* _TASK REQUIREMENTS_: Scan the records for the line containing "long brown hair --> bounding box"; extract it and all later lines, verbatim, through the end, and nothing before it.

* _Items from a dataset_:
════

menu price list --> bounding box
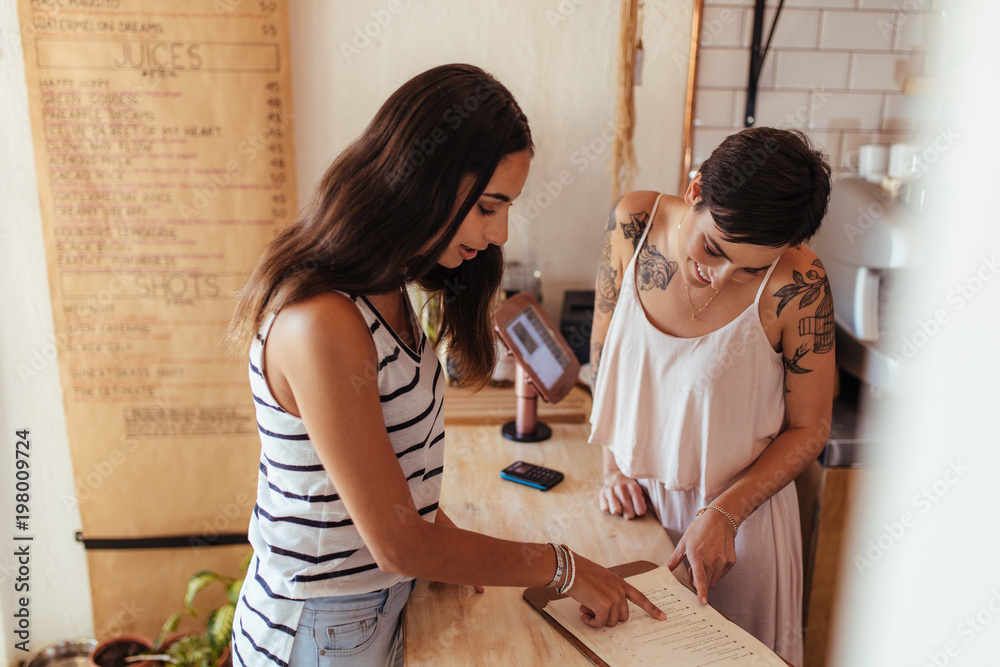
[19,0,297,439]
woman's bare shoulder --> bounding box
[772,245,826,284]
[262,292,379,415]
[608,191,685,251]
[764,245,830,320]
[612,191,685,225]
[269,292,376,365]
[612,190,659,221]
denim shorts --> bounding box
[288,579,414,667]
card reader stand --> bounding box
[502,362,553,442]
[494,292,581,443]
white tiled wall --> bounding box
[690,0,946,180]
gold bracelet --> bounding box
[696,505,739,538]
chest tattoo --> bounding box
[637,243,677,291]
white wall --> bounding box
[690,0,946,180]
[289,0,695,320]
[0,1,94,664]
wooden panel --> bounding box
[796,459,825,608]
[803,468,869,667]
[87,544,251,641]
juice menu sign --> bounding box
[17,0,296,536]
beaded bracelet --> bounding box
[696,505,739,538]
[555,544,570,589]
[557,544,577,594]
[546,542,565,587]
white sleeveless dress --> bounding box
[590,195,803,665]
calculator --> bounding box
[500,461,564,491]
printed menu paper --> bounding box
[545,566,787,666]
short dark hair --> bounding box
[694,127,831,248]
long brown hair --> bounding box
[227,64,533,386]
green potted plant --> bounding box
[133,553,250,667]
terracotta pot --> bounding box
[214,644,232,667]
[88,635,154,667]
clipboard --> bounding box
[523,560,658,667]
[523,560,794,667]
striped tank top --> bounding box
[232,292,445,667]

════

* _OUTPUT FOR THIS TASK_:
long brown hair --> bounding box
[227,64,533,386]
green potted plant --> bounding box
[133,553,250,667]
terracotta pot --> bounding box
[214,644,232,667]
[88,635,154,667]
clipboard --> bounding box
[523,560,658,667]
[523,560,794,667]
striped tank top --> bounding box
[232,292,445,667]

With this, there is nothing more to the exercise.